------ PROVIDED MATERIAL

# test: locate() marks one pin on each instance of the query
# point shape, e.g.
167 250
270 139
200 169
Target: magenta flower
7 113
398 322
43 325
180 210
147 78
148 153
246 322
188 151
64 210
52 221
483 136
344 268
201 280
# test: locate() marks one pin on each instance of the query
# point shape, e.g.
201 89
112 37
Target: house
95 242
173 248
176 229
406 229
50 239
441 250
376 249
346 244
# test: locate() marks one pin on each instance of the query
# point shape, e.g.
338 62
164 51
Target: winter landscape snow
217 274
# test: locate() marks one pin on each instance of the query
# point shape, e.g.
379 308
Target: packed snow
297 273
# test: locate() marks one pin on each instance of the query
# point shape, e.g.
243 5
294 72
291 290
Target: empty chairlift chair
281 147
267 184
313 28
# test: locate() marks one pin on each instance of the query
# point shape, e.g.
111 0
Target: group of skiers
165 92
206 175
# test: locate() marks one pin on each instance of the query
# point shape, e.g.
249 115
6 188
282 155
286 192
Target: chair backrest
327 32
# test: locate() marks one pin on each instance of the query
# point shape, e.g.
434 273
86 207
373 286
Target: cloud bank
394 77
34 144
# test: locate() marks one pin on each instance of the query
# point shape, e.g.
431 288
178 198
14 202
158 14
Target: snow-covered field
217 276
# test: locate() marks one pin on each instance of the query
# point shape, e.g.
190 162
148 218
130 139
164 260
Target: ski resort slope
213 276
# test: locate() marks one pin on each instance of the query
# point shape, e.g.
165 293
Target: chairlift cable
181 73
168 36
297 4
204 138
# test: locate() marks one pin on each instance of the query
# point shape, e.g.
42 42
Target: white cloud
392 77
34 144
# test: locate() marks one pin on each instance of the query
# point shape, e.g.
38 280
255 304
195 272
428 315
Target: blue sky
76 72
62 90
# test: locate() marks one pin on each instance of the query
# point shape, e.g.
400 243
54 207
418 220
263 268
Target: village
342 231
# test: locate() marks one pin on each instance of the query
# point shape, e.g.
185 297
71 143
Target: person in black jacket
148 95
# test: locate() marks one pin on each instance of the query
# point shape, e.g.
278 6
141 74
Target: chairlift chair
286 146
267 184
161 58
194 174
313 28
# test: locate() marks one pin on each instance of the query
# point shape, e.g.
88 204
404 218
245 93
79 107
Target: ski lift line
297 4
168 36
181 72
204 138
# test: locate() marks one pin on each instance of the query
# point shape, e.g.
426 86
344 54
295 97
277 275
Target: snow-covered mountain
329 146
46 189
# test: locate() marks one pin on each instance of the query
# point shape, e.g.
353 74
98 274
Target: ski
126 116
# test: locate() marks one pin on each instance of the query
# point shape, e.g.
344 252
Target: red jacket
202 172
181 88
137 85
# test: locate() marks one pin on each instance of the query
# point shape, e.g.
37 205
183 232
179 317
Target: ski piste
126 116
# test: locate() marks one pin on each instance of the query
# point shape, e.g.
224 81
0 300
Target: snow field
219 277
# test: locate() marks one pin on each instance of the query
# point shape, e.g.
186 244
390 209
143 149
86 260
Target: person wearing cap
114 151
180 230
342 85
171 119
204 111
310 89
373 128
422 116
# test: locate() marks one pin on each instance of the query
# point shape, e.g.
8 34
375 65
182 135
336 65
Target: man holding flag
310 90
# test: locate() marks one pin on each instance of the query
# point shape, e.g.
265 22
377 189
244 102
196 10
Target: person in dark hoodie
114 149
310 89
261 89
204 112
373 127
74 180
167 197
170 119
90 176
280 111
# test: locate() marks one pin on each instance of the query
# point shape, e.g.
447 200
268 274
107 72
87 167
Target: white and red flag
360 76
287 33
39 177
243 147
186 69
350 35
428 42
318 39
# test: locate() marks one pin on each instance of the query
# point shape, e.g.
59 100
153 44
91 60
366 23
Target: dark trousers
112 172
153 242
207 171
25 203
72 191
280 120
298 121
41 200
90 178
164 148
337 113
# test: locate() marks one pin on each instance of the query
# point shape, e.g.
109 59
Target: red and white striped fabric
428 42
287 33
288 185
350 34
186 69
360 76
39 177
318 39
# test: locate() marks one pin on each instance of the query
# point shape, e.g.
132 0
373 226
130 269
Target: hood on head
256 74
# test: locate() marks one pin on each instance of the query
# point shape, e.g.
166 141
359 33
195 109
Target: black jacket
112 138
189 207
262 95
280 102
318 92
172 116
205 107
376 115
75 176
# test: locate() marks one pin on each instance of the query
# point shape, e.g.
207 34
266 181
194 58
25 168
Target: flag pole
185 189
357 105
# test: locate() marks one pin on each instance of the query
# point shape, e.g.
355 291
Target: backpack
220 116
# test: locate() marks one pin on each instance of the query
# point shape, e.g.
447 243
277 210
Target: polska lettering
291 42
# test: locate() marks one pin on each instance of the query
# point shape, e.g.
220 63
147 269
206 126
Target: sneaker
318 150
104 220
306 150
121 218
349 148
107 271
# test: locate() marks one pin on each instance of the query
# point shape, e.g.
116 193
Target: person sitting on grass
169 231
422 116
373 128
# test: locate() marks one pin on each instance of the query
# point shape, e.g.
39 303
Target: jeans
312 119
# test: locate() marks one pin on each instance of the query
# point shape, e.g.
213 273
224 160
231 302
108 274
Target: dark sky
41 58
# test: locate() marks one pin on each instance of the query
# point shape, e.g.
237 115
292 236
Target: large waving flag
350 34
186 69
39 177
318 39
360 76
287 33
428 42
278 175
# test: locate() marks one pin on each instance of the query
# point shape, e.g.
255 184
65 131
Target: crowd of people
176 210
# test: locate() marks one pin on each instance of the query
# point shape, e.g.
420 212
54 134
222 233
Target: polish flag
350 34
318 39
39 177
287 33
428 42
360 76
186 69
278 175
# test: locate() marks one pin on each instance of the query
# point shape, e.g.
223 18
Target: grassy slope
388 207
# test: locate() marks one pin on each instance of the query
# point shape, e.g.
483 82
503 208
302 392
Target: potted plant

------------

#### AIM
Repeat every line of the material exactly as given.

#### TASK ANSWER
# test: locate() marks one pin on each instance of the query
# point shape, e.g.
167 250
270 139
200 169
Target: magenta flower
7 113
398 322
43 325
180 210
147 78
148 153
246 322
188 151
64 210
52 221
483 136
344 268
201 280
# test: locate() marks one pin on each instance of the query
# point shape, e.g.
201 89
112 37
Target: house
95 242
173 248
176 229
406 229
50 239
441 250
376 249
346 244
# test: locate() marks one pin on each instance of the query
# point shape, e.g.
338 62
164 51
Target: winter landscape snow
217 274
# test: locate() marks one pin on each instance of the query
# point shape, e.g.
379 308
Target: packed snow
297 273
# test: locate() marks one pin on each instance of the query
# point shape, e.g.
243 5
294 72
291 290
Target: empty chairlift chair
281 147
267 184
313 28
# test: locate() marks one pin on each instance of the query
# point shape, e.g.
111 0
Target: group of skiers
165 92
206 175
# test: locate() marks one pin on each instance of the query
# point shape, e.g.
249 115
6 188
282 155
286 192
Target: chair backrest
327 32
# test: locate() marks one pin on each instance of the query
# point shape, e.g.
434 273
86 207
373 286
Target: cloud bank
394 77
34 144
# test: locate() marks one pin on each instance of the query
# point shape, e.g.
431 288
178 198
14 202
158 14
Target: snow-covered field
217 276
# test: locate() marks one pin on each instance of the query
# point shape, e.g.
190 162
148 218
130 139
164 260
Target: ski resort slope
213 276
# test: locate() marks one pin on each instance of the query
# point shape, e.g.
165 293
Target: chairlift cable
181 73
168 36
297 4
204 138
# test: locate() marks one pin on each instance of the query
# point shape, e.g.
42 42
Target: white cloud
392 77
34 144
# test: locate() marks one pin on each instance of the query
# point shape, e.g.
38 280
255 304
195 272
428 315
Target: blue sky
76 72
62 90
# test: locate() marks one pin on each instance of the query
# point shape, e.g.
400 243
54 207
418 220
263 268
Target: village
342 231
# test: locate() marks one pin on each instance of the query
# point shape, e.g.
185 297
71 143
Target: person in black jacket
148 95
# test: locate() marks one pin on each instance of the query
# point shape, e.g.
278 6
141 74
Target: chairlift chair
286 146
267 184
161 58
194 174
313 28
# test: locate() marks one pin on each instance of the query
# point shape, e.g.
88 204
404 218
245 93
79 107
Target: ski lift line
297 4
168 36
181 72
204 138
# test: locate() marks one pin on each instance of the query
# point shape, e.g.
426 86
344 54
295 97
277 275
Target: snow-covered mountain
329 146
46 189
# test: locate() marks one pin on each instance of the query
# point shape, e.g.
353 74
98 274
Target: ski
126 116
# test: locate() marks one pin on each instance of the query
# point shape, e.g.
344 252
Target: red jacket
202 172
181 88
137 85
# test: locate() marks one pin on each instance of the query
# point shape, e.g.
37 205
183 232
179 317
Target: ski piste
126 116
# test: locate() marks one pin on each instance of the query
# point shape, e.g.
224 81
0 300
Target: snow field
219 277
# test: locate() marks one pin on each instance of the query
# point shape, e.g.
186 244
390 209
143 149
86 260
Target: person wearing cap
114 151
180 230
342 85
171 119
204 111
310 89
373 128
422 116
# test: locate() marks one pin on each instance of the query
# point shape, e.g.
8 34
375 65
182 135
336 65
Target: man holding flag
310 90
# test: locate() marks one pin on each instance of the query
# point shape, e.g.
265 22
377 189
244 102
196 10
Target: person in dark hoodie
114 149
310 89
261 89
204 112
373 127
74 180
167 197
170 119
90 176
280 111
# test: locate() marks one pin on each instance of the query
# point shape, e.g.
447 200
268 274
107 72
87 167
Target: white and red flag
360 76
287 33
39 177
243 147
186 69
350 35
428 42
318 39
# test: locate() marks one pin on each instance of the query
# point shape, e.g.
59 100
153 44
91 60
366 23
Target: dark trousers
112 172
153 242
207 171
25 203
72 191
280 120
298 121
41 200
90 178
164 148
337 113
# test: locate() marks one pin on each instance of the query
# point shape, e.g.
109 59
Target: red and white striped fabric
428 42
287 33
288 185
350 34
186 69
360 76
39 177
318 39
# test: locate() marks one pin on each instance of the query
# point shape, e.g.
132 0
373 226
130 269
Target: hood on head
256 74
# test: locate() marks one pin on each instance of the query
# point shape, e.g.
166 141
359 33
195 109
Target: black jacket
112 138
189 207
262 95
280 102
318 92
172 116
205 107
376 115
75 176
# test: locate() marks one pin on each instance of the query
# point shape, e.g.
207 34
266 181
194 58
25 168
Target: flag pole
185 189
357 105
# test: locate() marks one pin on each instance of the query
# point shape, e.g.
355 291
Target: backpack
220 116
# test: locate() marks one pin on each instance of the query
# point shape, e.g.
447 243
277 210
Target: polska lettering
291 42
# test: locate() marks one pin on each instance of the query
# point shape, e.g.
220 63
147 269
206 126
Target: sneaker
318 150
104 220
306 150
121 218
349 148
107 271
# test: locate() marks one pin on each instance of the query
# point shape, e.g.
116 193
Target: person sitting on grass
169 231
422 116
373 128
# test: locate() marks one pin on each instance of the query
# point shape, e.g.
39 303
Target: jeans
312 119
# test: locate() marks one pin on each instance of the query
# point shape, e.g.
213 273
224 160
231 302
108 274
Target: dark sky
41 58
# test: locate() marks one pin on each instance of the query
# point shape, e.g.
237 115
292 236
Target: large waving flag
350 34
186 69
39 177
318 39
360 76
287 33
428 42
278 175
# test: locate() marks one pin on each instance of the query
# point shape, e.g.
255 184
65 131
Target: crowd of people
176 210
# test: locate() marks one pin on each instance of the query
# point shape, e.g.
420 212
54 134
222 233
Target: polish flag
350 34
318 39
39 177
287 33
428 42
360 76
186 69
278 175
# test: locate() marks one pin on each instance of the query
# point shape, e.g.
223 18
Target: grassy slope
388 207
# test: locate() marks one pin on each instance of the query
# point shape, e.g.
483 82
503 208
302 392
Target: potted plant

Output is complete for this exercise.